» **元の文章**:
***
高齢被保護者における「自殺」を予防できるか?

「公的扶助研究 第269号」連載:「健康管理支援事業」を考える 掲載記事を紹介します。
保健事業の中でも極めて重要で、さまざまな対策がとられてきた「自殺」をテーマに、生活保護利用者の健康について記載しています。センシティブな内容なので、読むのが辛くなる人もいるかもしれません。その場合は途中でページを閉じてくださいね。

これまで高齢者における自殺のリスク因子となるものは、健康問題と経済的な困難が指摘されてきました。では生活保護制度により最低限の生活や医療へのアクセスが経済的に保障されている高齢者ではその影響を小さくできているのでしょうか。本稿では、そのような問いに答えようとした研究を紹介しています (Kino, et al. 2022)。

介護予防に取り組む66自治体が参加した、日本老年学的評価研究調査のデータを用いて、65歳以上の高齢者16,135人のデータを対象に分析を行いました。調査では「自殺念慮を抱いた経験の有無」と「自殺企図の経験の有無」を把握しました。その結果、利用者においては非利用者と比較して自殺念慮が約1.5倍、自殺企図が約1.9倍多くみられやすいことがわかりました。背景因子の考慮が十分でない可能性がありますが、生活保護制度は利用者の自殺リスクを十分には緩和できていないことが示唆されます。

西岡大輔.「健康管理支援事業」を考える (8) .季刊公的扶助研究. 2023;(269):27-30.より抜粋

利用者と非利用者とのみかけ上の差の要因をより詳しくみてみると、特に自殺念慮や自殺企図に影響をもたらしていると考えられたのは、身体的な健康よりも精神的な健康、つまりうつ症状の有無でした。統計解析の結果では、仮に利用者の精神的な健康を非利用者と同じ水準に整えることができれば、自殺に関わるリスクを大きく下げられる可能性が示唆されました。
***
» **抜粋データ**:
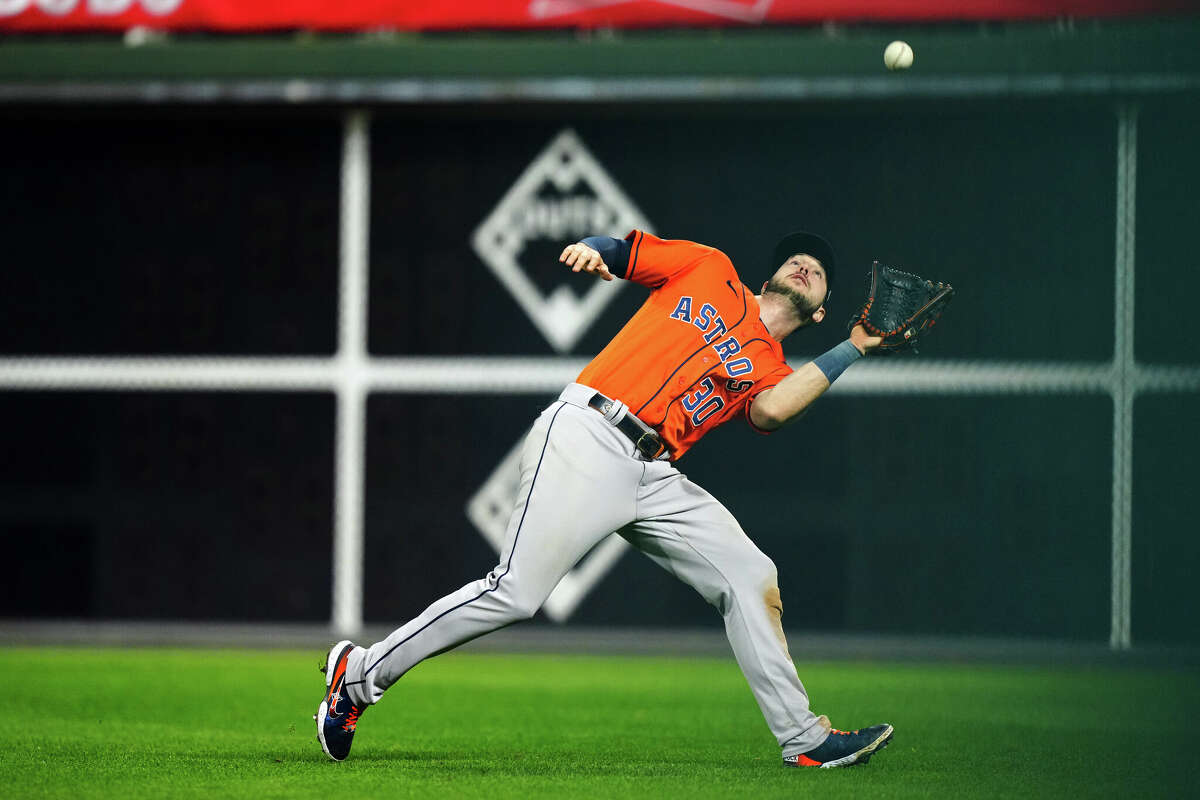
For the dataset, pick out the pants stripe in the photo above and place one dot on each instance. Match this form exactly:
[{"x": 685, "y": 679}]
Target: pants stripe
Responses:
[{"x": 507, "y": 566}]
***
» **問題 A**:
生活保護と自殺についての文章を読んで、次の問いに答えてください。
(i) 分析の対象になったのは、何歳以上の高齢者の何人分のデータですか。
(ii) 利用者は非利用者と比べて、自殺企図が約何倍多くみられやすかったですか。
(iii) 自殺念慮や自殺企図に特に影響していると考えられたのは何ですか。
» **問題 B**: 生活保護と自殺についての文章の続きを、最後の文のあとから書いてください。

» **解答 A**:
(i) 65歳以上の高齢者16,135人分のデータです。
(ii) 約1.9倍です。
(iii) 身体的な健康よりも精神的な健康、つまりうつ症状の有無です。

» **解答 B**:
非利用者と比較した場合に、利用者においてうつ症状を持ちやすいことは以前にも紹介しましたが、利用者の「つながり」や「参加」が好ましい影響をもたらす可能性があります。利用者の精神的な健康に関わる地域の専門職全体の関わりが利用者の自殺を予防する重要なポイントになるかもしれません。健康管理支援事業に関わるケースワーカーの方々が保健師や精神保健福祉士と、日々協働されているような取り組みが利用者の自殺に関連する行動の予防に繋がっている可能性があります。ぜひ今後もそのような取り組みを続けていただきたいです。

この研究では、生活保護の利用有無と自殺念慮や自殺企図などの経験とを同時に調査しているため、両者の因果関係は分かりません。今後は関連要因をさらに特定し、被保護者健康管理支援事業におけるエビデンスに基づく政策立案に反映させていく必要があります。ぜひ皆さんの経験やケース記録などから質的に学ぶ機会などをいただければ幸いです。